STORED DATA:

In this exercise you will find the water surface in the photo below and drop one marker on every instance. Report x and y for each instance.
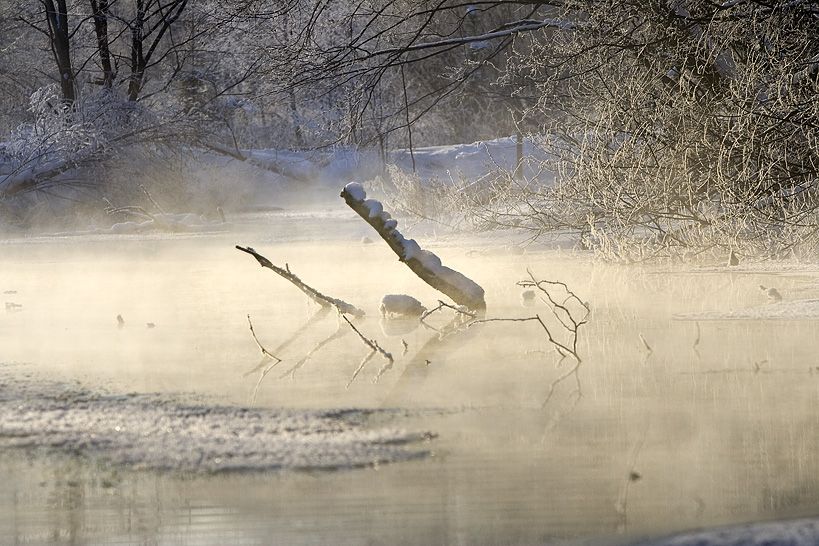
(665, 425)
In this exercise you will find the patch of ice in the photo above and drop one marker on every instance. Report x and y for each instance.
(375, 207)
(780, 310)
(400, 305)
(803, 532)
(155, 432)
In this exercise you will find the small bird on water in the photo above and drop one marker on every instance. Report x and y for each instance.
(772, 293)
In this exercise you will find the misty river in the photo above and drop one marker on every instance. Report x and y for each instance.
(480, 435)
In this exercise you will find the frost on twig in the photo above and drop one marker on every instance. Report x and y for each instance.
(312, 293)
(374, 348)
(461, 289)
(569, 311)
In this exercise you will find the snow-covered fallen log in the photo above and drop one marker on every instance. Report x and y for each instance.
(461, 289)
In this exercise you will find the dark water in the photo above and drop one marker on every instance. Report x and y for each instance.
(716, 423)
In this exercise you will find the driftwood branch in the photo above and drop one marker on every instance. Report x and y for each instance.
(342, 306)
(461, 289)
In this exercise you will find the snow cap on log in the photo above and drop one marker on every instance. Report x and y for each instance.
(461, 289)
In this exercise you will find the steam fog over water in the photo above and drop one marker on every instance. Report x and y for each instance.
(669, 423)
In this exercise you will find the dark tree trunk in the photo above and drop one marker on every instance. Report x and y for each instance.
(58, 32)
(100, 14)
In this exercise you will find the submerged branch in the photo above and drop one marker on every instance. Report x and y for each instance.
(461, 289)
(374, 348)
(342, 306)
(261, 347)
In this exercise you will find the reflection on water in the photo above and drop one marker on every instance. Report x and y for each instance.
(667, 425)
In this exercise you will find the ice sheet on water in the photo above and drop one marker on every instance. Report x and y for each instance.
(160, 433)
(802, 532)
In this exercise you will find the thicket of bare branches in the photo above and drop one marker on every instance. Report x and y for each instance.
(672, 126)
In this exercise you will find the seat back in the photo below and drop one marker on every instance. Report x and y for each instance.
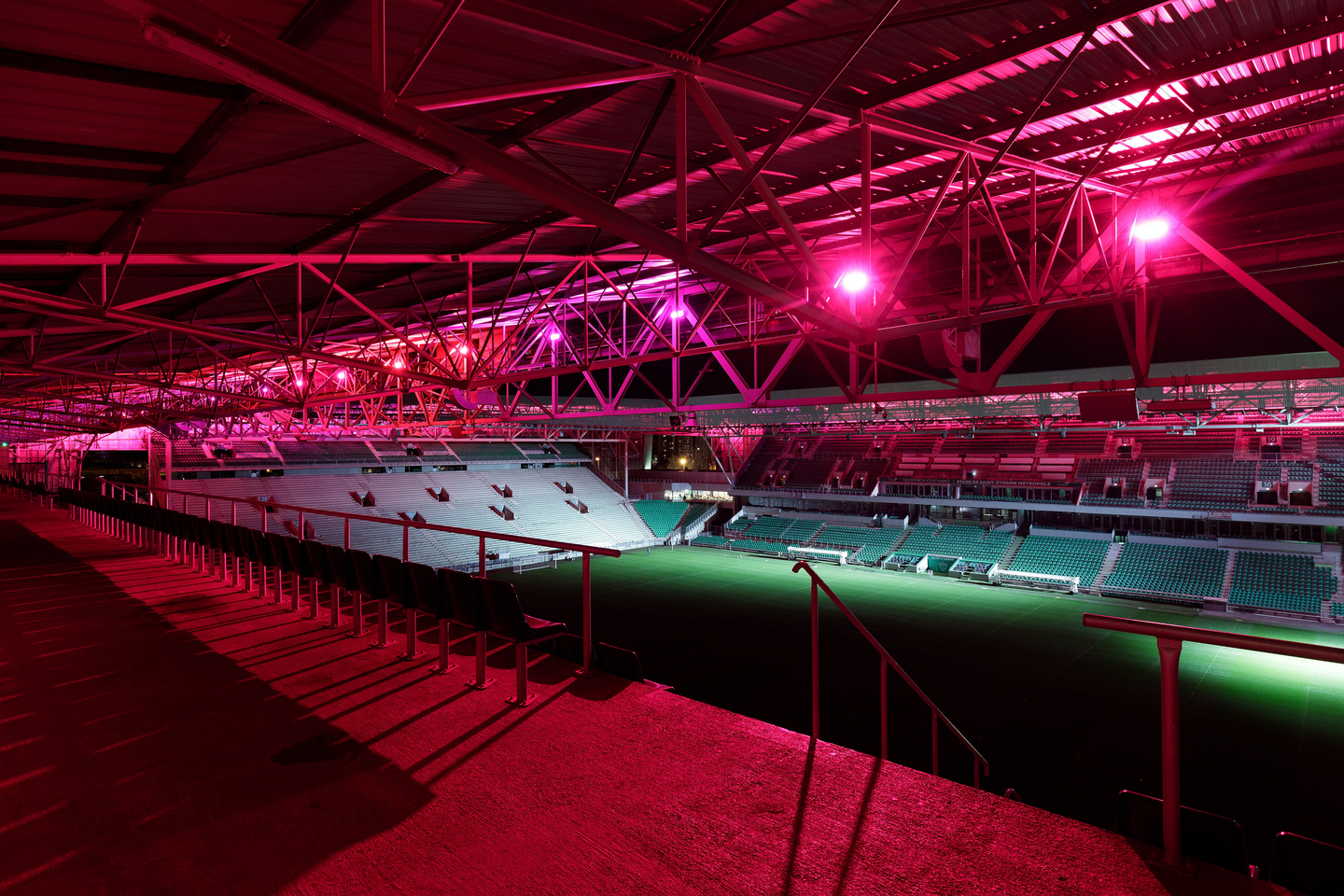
(319, 562)
(1204, 835)
(430, 590)
(262, 546)
(299, 560)
(468, 603)
(367, 578)
(397, 581)
(504, 609)
(1307, 865)
(343, 574)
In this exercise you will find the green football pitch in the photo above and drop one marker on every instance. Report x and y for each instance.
(1065, 715)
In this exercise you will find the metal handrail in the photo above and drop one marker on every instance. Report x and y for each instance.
(980, 762)
(585, 550)
(1169, 638)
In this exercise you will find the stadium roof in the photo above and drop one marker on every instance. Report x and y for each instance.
(469, 213)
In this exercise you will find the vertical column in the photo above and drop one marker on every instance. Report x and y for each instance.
(1169, 653)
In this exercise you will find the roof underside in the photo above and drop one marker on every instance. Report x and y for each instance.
(170, 235)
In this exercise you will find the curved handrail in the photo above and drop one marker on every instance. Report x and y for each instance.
(888, 658)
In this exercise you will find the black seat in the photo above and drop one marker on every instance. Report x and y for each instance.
(1307, 865)
(320, 563)
(301, 567)
(509, 621)
(284, 566)
(397, 581)
(467, 603)
(1204, 835)
(343, 572)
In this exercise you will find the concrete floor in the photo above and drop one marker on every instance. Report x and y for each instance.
(164, 734)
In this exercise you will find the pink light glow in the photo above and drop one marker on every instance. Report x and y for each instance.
(1151, 229)
(854, 281)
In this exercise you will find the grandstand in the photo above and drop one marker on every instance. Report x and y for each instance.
(1056, 555)
(1280, 581)
(1167, 572)
(345, 347)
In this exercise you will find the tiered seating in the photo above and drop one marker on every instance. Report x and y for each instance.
(758, 547)
(540, 511)
(662, 516)
(971, 543)
(873, 544)
(1056, 555)
(1219, 442)
(803, 531)
(1280, 581)
(991, 443)
(191, 455)
(1075, 443)
(1094, 471)
(1212, 483)
(568, 452)
(487, 453)
(767, 528)
(1175, 569)
(354, 453)
(809, 471)
(1332, 485)
(917, 543)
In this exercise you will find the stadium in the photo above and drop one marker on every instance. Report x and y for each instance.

EXERCISE INSTRUCTIONS: Transcribe every line of the data exactly. No pictures go in the copy.

WRITTEN SOLUTION:
In this exercise you will find the water surface in the photo below and drop one marker on every instance. Report x and y for each instance.
(665, 425)
In this exercise you will find the patch of ice in the photo above and drop one marker on every instance. Report x and y for each instance.
(375, 207)
(780, 310)
(400, 305)
(803, 532)
(155, 432)
In this exercise you will find the small bird on water in the photo above and drop one marker on every instance. Report x and y for each instance.
(772, 293)
In this exercise you will find the misty river in the photo above and drop one marker on every instance. Report x and y for each instance.
(480, 435)
In this exercise you will find the frost on twig in the photo above and drop one marker on every instance. Report x and y for each instance.
(312, 293)
(374, 348)
(461, 289)
(569, 311)
In this exercise you will find the snow-covered fallen log in the photo above and drop one marker on every instance. Report x and y for each instance.
(461, 289)
In this exercise you will find the dark water in the photo above and drop one marker on every instance. Report x and y for each instance.
(716, 423)
In this exercise you will find the driftwood branch in the photo above and drop one marker on every instance. Report x and y for each instance.
(342, 306)
(461, 289)
In this exercise you will find the snow cap on log in the photo above and drop one marker on every instance. Report x and y for each instance.
(461, 289)
In this exercise you will find the steam fog over water in the photo above and drop one marker on every instance. Report x and y for each instance.
(669, 423)
In this exercise you will find the dark tree trunk in the photo above and drop one marker on every instance. Report x and y for each instance.
(58, 32)
(100, 14)
In this exercise you will find the submerged branch in the photo above and drop one marker on every instance. Report x and y for each instance.
(461, 289)
(374, 348)
(342, 306)
(261, 347)
In this exercise you will find the reflection on water in the photo above and drop one marker on every instance. Report x and y for each instance.
(667, 425)
In this exercise you will find the ice sheet on water in the photo above and drop one marker on every instance. Report x and y for each instance.
(160, 433)
(802, 532)
In this exercise you will find the thicket of bare branches in the photo above and drop one marker on every instance. Report x and y for each instance.
(672, 126)
In this exercise you will find the seat back in the photo below and drop one marker on every instance. Report x and y for each instance.
(319, 562)
(1204, 835)
(430, 590)
(262, 546)
(299, 560)
(468, 603)
(367, 578)
(397, 581)
(504, 609)
(1307, 865)
(343, 574)
In this exercise you will find the green football pitch in the photo above and drop one marker on every instance. Report x and y for each instance.
(1065, 715)
In this exercise you will find the metal handrail in the photo above and drop one marker on every instance. Report x and y for each instance.
(980, 762)
(585, 550)
(1169, 638)
In this exercise you will find the stadium roof in the photo above and drop one marker on every instance. Report x and y for each instance.
(469, 213)
In this exercise you will find the vertical column in the photo above and drop one marker on every instance. Report x and y for each instance.
(1169, 653)
In this exercise you will find the roof underside in the photo above and drop one marker on every instance. Report x and y for each instance.
(170, 235)
In this exercise you will find the curved handrail in the photo above and drop one marker on every instance. Report x and y for each instance.
(888, 658)
In this exercise you will find the black seat in the photo above and drop one marker on every instance. Report x and y for each instance.
(1307, 865)
(320, 563)
(301, 567)
(509, 621)
(284, 566)
(397, 581)
(467, 603)
(1204, 835)
(343, 572)
In this exercise you will find the concrete floor in the photo above and drop one marker on every instance. Report x and y for each instance.
(164, 734)
In this exercise you will find the pink light glow in the photo above and drop one marker on every instance. Report x and y for each instance.
(1151, 229)
(854, 281)
In this exercise you will find the grandstand in the photo above and drop one marker on every instance. Report x and y for each instance.
(1056, 555)
(1280, 581)
(1167, 572)
(345, 347)
In this exercise you will find the tiered seating in the photo above and drop one marker on every instance. Report x and y for each instance.
(758, 547)
(540, 511)
(662, 516)
(971, 543)
(873, 544)
(1056, 555)
(1219, 442)
(803, 531)
(1280, 581)
(991, 443)
(191, 455)
(1075, 443)
(1094, 471)
(1212, 483)
(568, 452)
(487, 453)
(767, 528)
(1175, 569)
(354, 453)
(809, 471)
(1332, 485)
(917, 543)
In this exercise you will find the stadium in the photo above and drop one marker on every instance. Report x and y for each instance.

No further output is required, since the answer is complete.